## MATERIAL FOR THIS TASK
──────

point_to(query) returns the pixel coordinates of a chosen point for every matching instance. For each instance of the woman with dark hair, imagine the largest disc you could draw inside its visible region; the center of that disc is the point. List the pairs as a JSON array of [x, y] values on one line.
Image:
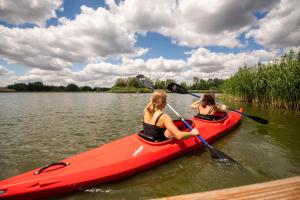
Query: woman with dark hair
[[207, 108], [159, 125]]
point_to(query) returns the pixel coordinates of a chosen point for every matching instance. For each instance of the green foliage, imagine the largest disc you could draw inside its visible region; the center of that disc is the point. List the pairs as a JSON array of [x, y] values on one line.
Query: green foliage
[[210, 84], [276, 83]]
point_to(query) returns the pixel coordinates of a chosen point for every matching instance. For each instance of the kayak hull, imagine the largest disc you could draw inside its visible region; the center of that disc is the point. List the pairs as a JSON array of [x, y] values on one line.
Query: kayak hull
[[112, 161]]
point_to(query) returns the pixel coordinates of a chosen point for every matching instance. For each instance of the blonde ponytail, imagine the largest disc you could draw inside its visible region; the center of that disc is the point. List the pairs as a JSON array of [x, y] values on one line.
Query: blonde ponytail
[[157, 102]]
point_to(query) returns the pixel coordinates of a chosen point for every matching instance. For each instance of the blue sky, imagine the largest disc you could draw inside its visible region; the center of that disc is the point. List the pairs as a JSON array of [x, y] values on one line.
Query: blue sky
[[94, 42]]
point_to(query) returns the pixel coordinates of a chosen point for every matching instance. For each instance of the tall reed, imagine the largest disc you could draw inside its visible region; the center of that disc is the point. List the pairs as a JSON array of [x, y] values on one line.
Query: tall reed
[[276, 83]]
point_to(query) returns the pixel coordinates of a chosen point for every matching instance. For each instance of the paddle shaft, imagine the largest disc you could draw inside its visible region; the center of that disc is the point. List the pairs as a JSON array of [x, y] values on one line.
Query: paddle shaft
[[187, 124]]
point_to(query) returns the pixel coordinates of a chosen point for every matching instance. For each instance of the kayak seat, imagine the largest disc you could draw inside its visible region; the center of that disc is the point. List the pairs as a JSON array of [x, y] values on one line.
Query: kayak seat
[[180, 125], [148, 137], [216, 117]]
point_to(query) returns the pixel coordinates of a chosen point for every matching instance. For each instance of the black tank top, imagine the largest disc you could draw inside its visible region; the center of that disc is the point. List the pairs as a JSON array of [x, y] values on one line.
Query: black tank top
[[154, 131]]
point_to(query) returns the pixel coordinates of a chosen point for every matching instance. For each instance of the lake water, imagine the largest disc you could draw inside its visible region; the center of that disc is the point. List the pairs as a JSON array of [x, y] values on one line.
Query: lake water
[[39, 128]]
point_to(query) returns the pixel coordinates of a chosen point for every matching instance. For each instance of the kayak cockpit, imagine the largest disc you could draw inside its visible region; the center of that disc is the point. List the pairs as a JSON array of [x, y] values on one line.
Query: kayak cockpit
[[150, 140], [217, 117]]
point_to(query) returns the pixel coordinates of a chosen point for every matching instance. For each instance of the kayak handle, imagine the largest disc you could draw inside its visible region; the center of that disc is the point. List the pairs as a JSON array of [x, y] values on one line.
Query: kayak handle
[[50, 165]]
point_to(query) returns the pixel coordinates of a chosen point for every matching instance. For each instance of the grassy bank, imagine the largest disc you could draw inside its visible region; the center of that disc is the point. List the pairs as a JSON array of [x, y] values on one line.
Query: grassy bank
[[276, 83]]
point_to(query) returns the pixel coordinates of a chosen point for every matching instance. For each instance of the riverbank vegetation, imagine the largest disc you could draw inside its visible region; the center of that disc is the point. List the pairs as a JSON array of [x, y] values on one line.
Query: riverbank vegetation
[[40, 87], [276, 83], [131, 84]]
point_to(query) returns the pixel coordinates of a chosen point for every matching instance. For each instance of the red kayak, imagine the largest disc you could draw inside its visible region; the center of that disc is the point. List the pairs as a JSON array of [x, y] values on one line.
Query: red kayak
[[112, 161]]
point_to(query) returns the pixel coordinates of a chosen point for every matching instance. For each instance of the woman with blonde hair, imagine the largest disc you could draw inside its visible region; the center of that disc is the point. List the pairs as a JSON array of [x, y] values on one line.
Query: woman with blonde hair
[[159, 125]]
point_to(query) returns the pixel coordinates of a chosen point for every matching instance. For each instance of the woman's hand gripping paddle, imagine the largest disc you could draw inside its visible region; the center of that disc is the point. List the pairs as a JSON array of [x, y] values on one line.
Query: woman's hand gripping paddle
[[215, 154], [173, 87]]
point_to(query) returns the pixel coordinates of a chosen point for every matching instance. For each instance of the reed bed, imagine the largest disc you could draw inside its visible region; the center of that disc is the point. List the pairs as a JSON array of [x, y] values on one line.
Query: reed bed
[[276, 83]]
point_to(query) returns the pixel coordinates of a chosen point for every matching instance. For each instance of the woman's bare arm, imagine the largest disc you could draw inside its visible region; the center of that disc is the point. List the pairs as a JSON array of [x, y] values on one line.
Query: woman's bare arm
[[168, 122]]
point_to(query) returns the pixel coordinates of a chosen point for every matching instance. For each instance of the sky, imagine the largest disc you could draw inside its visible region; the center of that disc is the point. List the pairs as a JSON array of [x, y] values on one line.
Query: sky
[[94, 42]]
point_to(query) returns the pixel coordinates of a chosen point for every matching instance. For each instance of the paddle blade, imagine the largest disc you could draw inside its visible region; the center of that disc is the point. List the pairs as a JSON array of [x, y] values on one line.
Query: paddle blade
[[258, 119], [173, 87], [220, 156]]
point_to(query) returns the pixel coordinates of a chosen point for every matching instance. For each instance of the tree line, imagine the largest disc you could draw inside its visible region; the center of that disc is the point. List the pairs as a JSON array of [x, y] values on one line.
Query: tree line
[[197, 84], [39, 87]]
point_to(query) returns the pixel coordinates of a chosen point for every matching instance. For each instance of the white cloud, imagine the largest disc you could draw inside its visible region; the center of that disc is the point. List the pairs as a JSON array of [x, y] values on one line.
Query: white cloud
[[92, 36], [192, 23], [203, 60], [31, 11], [281, 27], [5, 71], [202, 63]]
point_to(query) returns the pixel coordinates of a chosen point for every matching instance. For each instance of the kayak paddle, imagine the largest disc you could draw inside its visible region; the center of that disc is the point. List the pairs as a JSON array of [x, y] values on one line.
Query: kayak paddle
[[173, 87], [215, 154]]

──────

Word for word, restate each line above, minus its pictures.

## EXERCISE OUTPUT
point_to(query) returns the pixel coordinates of a chosen point for every matching instance. For each instance of the woman with dark hair, imagine the largest disc you could draw inside its visible region; the center of that disc is the point. List the pairs as a JSON array of [x, y] values on one line.
Image:
Query: woman with dark hair
[[207, 108], [159, 125]]
point_to(query) returns the pixel coordinates of a chosen point for every matching instance. For each instance of the green foliage, imagine the largest disc you could draw inside its visible region; the center of that disc is the point. List the pairs as a JSON array of [x, y] values on one line.
Query: green foliage
[[210, 84], [276, 83]]
point_to(query) returns the pixel coordinates of a chosen point for every matching instance. For each instance of the kayak hull, imagine the largest disc you could draw inside its visible region; the center of that disc is the point. List the pairs as a JSON array of [x, y] values on one line.
Query: kayak hull
[[112, 161]]
point_to(query) returns the pixel coordinates of a chosen point for every matching instance. For each instance of the blonde ponytail, imagine the largest disc you could draw inside its visible region; the center of that disc is the point. List the pairs as a JSON array of [x, y] values on one line.
Query: blonde ponytail
[[157, 102]]
point_to(query) returns the pixel coordinates of a chosen point for every matching instance. For each instance of the blue sky, imagine the largest disc you could draw inside its visible region; the center of that disc is the point. List the pairs as a JSON array of [x, y] values on one line.
Query: blue sky
[[94, 42]]
point_to(query) returns the pixel coordinates of a chosen point for every matching instance. For each instance of the tall reed, imagine the largest disc you could draw inside its visible region; the center of that disc is the point. List the pairs as a JSON array of [x, y] values on one line.
Query: tall reed
[[276, 83]]
point_to(query) returns the pixel coordinates of a chosen point for every matching instance. For each instance of the paddle shaft, imagine the largest disc you could draw inside its visible region; the center of that disc is the point. List the pairs as a JSON array of [x, y] values on one line.
Query: paddle shaft
[[187, 124]]
point_to(query) returns the pixel coordinates of a chosen point for every matching instance. For each instance of the kayak seat, imagine the largest disc you could draw inside its visible region; the center of that disc is the point. List the pairs as a JSON array of [x, y] values on one line.
Query: kayak seat
[[180, 125], [148, 137], [216, 117]]
point_to(query) returns the pixel coordinates of a chosen point for every matching instance. For each instance of the black tank top, imagine the largest disc you could draw inside its visible region; the center of that disc is the point. List the pairs as a JSON array of [x, y] values on one line.
Query: black tank top
[[154, 131]]
point_to(query) returns the pixel coordinates of a chosen point for every matching instance. For each instance of the lake water, imagine the largest disc you could draw inside its visible region; the center of that disc is the point. List the pairs as a JSON array of [x, y] values on one line.
Query: lake water
[[39, 128]]
point_to(query) returns the pixel coordinates of a chosen point for every matching instance. For each instance of the kayak cockpit, imagine the largest disc you could draw inside its visible region; the center of that disc is the point. List the pairs as a JSON array of [x, y] values on one line.
Query: kayak cockpit
[[150, 140], [217, 117]]
point_to(query) returns the pixel coordinates of a chosen point for every matching instance. For each instance of the kayak handle, imagine the largest disc you could draw inside its visible region; the center of that disc is the point. List the pairs as a JSON array of [x, y] values on one line.
Query: kayak handle
[[50, 165]]
point_to(query) returns the pixel coordinates of a chosen point for every matching instance. For each instance of the grassy bank, imagine the largest disc you could draw inside its visible region; the center of that disc is the point. List the pairs as a JSON array of [x, y] values on one line.
Query: grassy bank
[[276, 83]]
point_to(query) returns the pixel coordinates of a chosen point for every matching instance. For each instance of the riverbank vegetation, imagine the largest disc you could draw inside its visible region; the center of that disc is the point. List the pairs as a JSON array of [x, y] values on one line.
Query: riverbank vegetation
[[40, 87], [276, 83], [131, 84]]
point_to(query) returns the pixel coordinates of a chosen point for every matching instance. For each instance of the red kayak, imagine the largest disc you could draw inside its visible region; the center of that disc is the point. List the pairs as a JSON array of [x, y] values on one line.
Query: red kayak
[[112, 161]]
point_to(query) returns the pixel coordinates of a chosen point for every matching instance. For each instance of the woman with blonde hair, imagine the largest disc you could draw inside its visible region; the center of that disc is the point. List the pairs as a JSON array of [x, y] values on one line.
Query: woman with blonde hair
[[159, 125]]
point_to(query) returns the pixel coordinates of a chosen point for every matching instance. For each instance of the woman's hand gripping paddle, imagine the largest disc you could draw inside its visible region; the center of that disc is the point. List the pairs as a JSON array of [x, y] values on one line.
Query: woman's hand gripping paddle
[[215, 154], [173, 87]]
point_to(query) returns the pixel coordinates of a chosen point for every matching instance. For each instance of the reed bed, imagine the largest disc you could draw inside its visible region; the center of that disc is the point. List the pairs as a JSON array of [x, y] values on one line.
Query: reed bed
[[276, 83]]
point_to(query) returns the pixel coordinates of a chosen point for every matching instance. For each instance of the woman's bare arm, imagine the largest disc you could draw inside its visible region; the center of that disc is the point. List the pairs as a JSON array of [x, y] values on one line.
Query: woman's bare arm
[[168, 122]]
point_to(query) returns the pixel coordinates of a chosen point for every matching instance. For each instance of the sky, imagine the largest disc you could draw inside its visible region; the center of that disc is the point. List the pairs as a JSON array of [x, y] values on one line.
Query: sky
[[94, 42]]
point_to(query) returns the pixel coordinates of a chosen point for every matching instance. For each instance of the paddle blade, imagine the largest disc you could draw inside its visible region; the center of that disc is the point. List the pairs as a JSON array of [x, y] values on one line.
Query: paddle blade
[[258, 119], [173, 87], [220, 156]]
point_to(query) returns the pixel coordinates of a chosen point for every matching instance. For each instance of the tree line, imagine the largest disc you could draw inside its visible region; the center of that disc is the point. List the pairs as a JSON array of [x, y] values on one line.
Query: tree line
[[197, 84], [39, 87]]
point_to(query) returns the pixel coordinates of a chosen point for every matching instance. For each instance of the white cloud, imagine the largest disc you could draw inside its visible region; the center of that disc is the point. List the pairs as a JSON array of [x, y] values on one line.
Query: white cloud
[[92, 36], [192, 23], [203, 60], [31, 11], [281, 27], [5, 71], [202, 63]]
point_to(query) returns the pixel coordinates of a chosen point for every matching instance. For each instance of the kayak paddle, imagine the largest disc you could draw inside its visible region; the center of that disc is the point. List the pairs as a JSON array of [x, y] values on one line.
Query: kayak paddle
[[173, 87], [215, 154]]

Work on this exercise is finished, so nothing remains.